*DATASET CONTENT:*
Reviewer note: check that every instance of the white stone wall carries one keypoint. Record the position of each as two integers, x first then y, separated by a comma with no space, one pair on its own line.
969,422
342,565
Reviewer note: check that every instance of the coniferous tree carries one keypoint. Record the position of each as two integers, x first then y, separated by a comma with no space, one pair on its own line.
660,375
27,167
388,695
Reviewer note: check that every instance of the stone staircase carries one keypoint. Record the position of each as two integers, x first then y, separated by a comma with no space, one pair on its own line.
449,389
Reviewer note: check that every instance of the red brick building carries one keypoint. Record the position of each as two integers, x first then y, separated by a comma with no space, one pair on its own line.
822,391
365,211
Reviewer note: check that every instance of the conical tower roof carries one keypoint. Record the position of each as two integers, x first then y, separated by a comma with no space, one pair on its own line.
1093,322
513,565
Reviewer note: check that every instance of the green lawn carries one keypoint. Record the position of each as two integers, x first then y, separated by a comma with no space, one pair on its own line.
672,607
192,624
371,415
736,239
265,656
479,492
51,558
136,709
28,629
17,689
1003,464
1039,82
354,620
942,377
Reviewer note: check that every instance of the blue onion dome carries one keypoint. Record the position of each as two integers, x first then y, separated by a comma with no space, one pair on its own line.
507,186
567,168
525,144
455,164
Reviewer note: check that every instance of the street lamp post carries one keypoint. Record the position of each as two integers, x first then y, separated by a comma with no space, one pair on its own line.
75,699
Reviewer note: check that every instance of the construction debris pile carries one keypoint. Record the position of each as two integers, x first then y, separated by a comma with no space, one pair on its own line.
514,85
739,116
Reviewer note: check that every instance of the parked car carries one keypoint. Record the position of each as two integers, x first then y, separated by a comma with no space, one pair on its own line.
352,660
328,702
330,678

*SET EXERCISE:* Copy out everything in the listing above, from the line containing "Reviewer note: check that every instance of the parked" down to the end of the listing, keeping the reviewer note as it is and adding 30 to each x and y coordinate.

*WORKED SOLUTION:*
Reviewer note: check that every instance of the parked car carries one keypoint. Record the position of each as two integers, x first then y, separated by a comma with no space, one pair on its own line.
382,690
358,732
360,708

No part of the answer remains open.